▶ [Work required]:
Verbatim output, no pictures: the lines from the beginning of the material through the line with "positive clicks: (530, 238)", both ends kept.

========================================

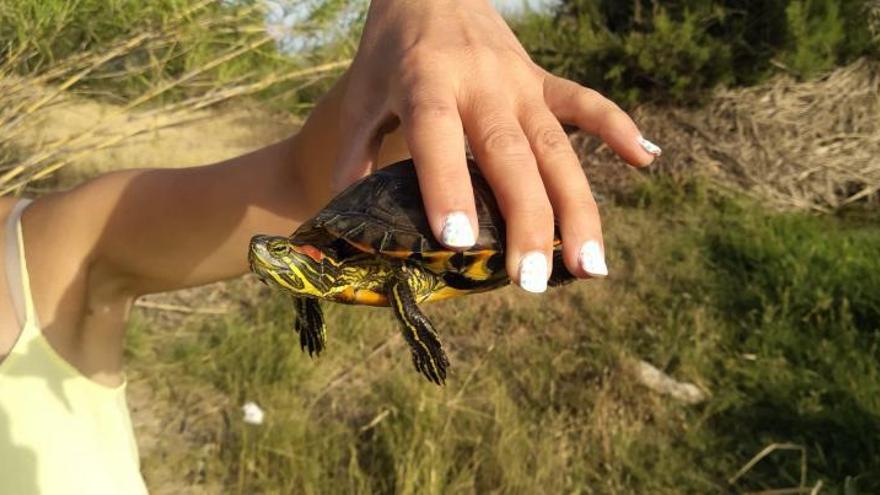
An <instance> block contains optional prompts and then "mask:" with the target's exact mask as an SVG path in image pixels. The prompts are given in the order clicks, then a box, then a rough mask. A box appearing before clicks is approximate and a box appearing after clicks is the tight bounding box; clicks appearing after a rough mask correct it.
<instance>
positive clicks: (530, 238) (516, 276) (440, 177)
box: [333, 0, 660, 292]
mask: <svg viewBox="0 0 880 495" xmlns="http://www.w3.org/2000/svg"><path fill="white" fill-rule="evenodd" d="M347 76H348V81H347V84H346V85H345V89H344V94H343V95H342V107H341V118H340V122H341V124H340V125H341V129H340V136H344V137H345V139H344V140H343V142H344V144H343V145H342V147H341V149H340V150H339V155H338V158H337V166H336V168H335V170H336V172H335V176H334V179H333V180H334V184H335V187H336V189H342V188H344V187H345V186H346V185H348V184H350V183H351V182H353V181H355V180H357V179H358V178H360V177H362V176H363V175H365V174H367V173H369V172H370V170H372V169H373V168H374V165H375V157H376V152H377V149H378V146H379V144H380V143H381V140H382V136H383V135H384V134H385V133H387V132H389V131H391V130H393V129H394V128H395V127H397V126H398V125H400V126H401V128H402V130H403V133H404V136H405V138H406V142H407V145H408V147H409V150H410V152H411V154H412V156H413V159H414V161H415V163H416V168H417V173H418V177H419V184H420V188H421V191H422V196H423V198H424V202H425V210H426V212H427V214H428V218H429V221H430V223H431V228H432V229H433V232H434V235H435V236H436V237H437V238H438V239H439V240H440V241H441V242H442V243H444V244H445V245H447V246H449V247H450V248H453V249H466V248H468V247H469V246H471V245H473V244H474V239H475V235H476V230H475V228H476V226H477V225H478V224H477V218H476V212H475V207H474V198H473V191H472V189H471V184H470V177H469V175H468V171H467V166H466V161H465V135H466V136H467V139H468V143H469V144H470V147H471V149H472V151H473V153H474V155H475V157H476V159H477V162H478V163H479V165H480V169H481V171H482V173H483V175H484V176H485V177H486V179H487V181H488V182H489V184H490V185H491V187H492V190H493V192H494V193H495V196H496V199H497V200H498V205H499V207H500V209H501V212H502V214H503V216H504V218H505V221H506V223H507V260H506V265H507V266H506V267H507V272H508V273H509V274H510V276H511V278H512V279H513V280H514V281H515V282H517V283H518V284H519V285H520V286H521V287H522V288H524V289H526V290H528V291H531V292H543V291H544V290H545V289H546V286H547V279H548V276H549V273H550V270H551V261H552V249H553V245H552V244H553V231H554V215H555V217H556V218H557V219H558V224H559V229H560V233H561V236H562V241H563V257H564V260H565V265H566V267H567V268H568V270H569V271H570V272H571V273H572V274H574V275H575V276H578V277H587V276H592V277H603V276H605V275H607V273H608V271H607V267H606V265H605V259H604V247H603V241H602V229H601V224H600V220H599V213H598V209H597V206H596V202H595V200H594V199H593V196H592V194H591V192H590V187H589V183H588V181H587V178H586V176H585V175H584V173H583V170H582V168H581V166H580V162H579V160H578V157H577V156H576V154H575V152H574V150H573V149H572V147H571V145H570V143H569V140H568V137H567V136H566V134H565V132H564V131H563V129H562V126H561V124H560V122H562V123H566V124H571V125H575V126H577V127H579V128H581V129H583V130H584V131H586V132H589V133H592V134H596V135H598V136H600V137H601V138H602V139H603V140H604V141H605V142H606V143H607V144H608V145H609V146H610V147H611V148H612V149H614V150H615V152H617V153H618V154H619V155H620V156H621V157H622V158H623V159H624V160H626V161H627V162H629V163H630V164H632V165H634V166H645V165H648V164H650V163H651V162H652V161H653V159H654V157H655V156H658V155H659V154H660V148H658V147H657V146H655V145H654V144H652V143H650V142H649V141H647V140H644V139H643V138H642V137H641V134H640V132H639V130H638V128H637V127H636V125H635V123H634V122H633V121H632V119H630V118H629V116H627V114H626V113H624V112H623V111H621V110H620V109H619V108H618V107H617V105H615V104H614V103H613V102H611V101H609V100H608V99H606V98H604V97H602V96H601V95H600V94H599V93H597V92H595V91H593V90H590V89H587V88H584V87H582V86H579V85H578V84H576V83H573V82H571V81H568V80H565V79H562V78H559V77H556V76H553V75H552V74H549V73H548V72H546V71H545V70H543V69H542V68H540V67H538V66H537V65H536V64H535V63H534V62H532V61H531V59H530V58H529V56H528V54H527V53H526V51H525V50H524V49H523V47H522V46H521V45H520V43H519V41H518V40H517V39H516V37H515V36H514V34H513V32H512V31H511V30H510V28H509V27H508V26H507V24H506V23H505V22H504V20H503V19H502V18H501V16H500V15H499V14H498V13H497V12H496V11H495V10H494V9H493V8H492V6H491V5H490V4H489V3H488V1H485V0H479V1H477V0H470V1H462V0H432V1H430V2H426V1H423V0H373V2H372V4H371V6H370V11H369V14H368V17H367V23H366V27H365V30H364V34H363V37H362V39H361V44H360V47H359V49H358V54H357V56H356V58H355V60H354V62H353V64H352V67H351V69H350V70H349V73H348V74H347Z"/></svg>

========================================

▶ [Task output]:
An <instance> block contains optional prompts and then "mask:" with the target's exact mask as an SVG path in image pixels. The prompts are given in the order clicks, then a box, then a rough mask. A box appearing before clicks is approximate and a box appearing after clicks is the tight bounding box; clicks appearing after a rough mask correct it.
<instance>
positive clicks: (530, 238) (516, 276) (440, 177)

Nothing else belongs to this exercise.